*GIVEN RECORDS:*
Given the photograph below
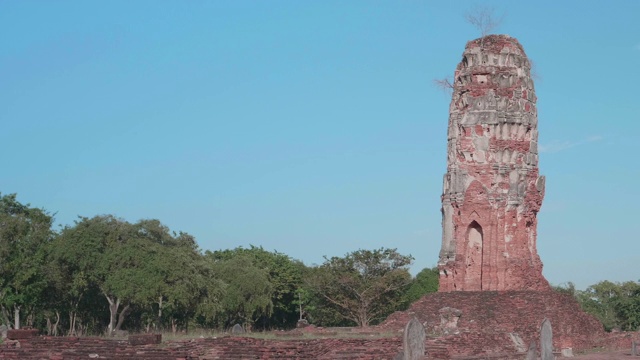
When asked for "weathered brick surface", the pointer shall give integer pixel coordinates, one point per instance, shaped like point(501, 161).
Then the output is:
point(145, 339)
point(492, 190)
point(68, 348)
point(488, 316)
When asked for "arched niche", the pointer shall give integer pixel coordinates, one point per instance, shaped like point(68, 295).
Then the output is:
point(474, 257)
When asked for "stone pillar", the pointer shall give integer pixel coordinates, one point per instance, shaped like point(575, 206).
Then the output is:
point(492, 190)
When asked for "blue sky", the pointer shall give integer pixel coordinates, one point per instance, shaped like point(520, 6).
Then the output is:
point(312, 127)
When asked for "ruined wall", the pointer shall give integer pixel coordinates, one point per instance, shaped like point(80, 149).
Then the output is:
point(492, 191)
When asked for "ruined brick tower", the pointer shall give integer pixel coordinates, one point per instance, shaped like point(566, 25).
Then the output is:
point(492, 190)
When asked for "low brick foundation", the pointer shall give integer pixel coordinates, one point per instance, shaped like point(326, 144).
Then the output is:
point(145, 339)
point(22, 334)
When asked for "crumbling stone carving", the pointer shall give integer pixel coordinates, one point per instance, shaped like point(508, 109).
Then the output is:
point(413, 341)
point(546, 341)
point(448, 321)
point(492, 190)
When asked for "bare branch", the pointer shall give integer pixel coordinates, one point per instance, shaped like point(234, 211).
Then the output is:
point(444, 84)
point(483, 19)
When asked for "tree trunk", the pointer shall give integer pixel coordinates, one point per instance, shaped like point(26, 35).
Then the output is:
point(55, 326)
point(159, 320)
point(5, 317)
point(16, 317)
point(114, 304)
point(121, 317)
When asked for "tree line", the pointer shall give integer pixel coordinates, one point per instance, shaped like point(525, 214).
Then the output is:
point(102, 274)
point(615, 304)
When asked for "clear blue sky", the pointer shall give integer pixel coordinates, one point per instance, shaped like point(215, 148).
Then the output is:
point(312, 127)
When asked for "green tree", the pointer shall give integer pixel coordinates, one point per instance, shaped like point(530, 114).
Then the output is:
point(425, 282)
point(364, 285)
point(248, 291)
point(24, 233)
point(285, 276)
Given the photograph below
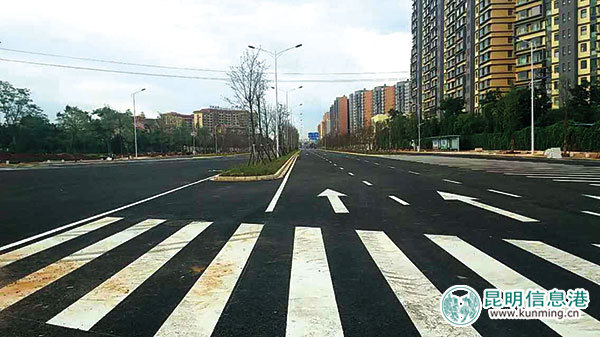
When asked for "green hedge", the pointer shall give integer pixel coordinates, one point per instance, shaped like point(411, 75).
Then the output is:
point(578, 139)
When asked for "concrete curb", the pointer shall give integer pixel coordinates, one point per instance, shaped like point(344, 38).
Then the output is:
point(565, 160)
point(278, 175)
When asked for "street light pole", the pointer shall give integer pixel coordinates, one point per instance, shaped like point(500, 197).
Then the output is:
point(134, 126)
point(275, 55)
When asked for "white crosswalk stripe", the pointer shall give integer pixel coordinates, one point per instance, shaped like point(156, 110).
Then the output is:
point(312, 310)
point(18, 254)
point(312, 306)
point(503, 277)
point(31, 283)
point(88, 310)
point(197, 314)
point(572, 263)
point(416, 293)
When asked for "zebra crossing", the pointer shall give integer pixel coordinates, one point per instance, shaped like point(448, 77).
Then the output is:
point(312, 306)
point(556, 172)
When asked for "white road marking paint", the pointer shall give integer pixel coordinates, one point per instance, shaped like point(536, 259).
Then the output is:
point(503, 277)
point(591, 213)
point(312, 309)
point(16, 291)
point(570, 262)
point(275, 199)
point(472, 201)
point(198, 312)
point(504, 193)
point(335, 201)
point(398, 200)
point(73, 224)
point(452, 181)
point(419, 297)
point(92, 307)
point(34, 248)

*DIRECTIONS FOR THIS TASK:* Skip the pictures. Restate exactly the lines from the start of the entries through the line containing "like point(520, 6).", both ends included.

*ANSWER FOR THE TASK:*
Given the photograph below
When asked for "weathered brick surface", the pointer shall give integer pixel coordinates, one point per instance, shaped like point(501, 161).
Then the output is:
point(145, 339)
point(492, 190)
point(68, 348)
point(488, 316)
When asked for "arched niche", the pointer shall give integer pixel coordinates, one point per instance, shaped like point(68, 295).
Then the output is:
point(474, 257)
When asked for "stone pillar", the pointer shall give integer pixel coordinates, one point per instance, shaped like point(575, 206).
Then the output is:
point(492, 190)
When asked for "blue sky", the pointer shall give integer pixel coordinates, one point per instance, shaped like point(520, 6).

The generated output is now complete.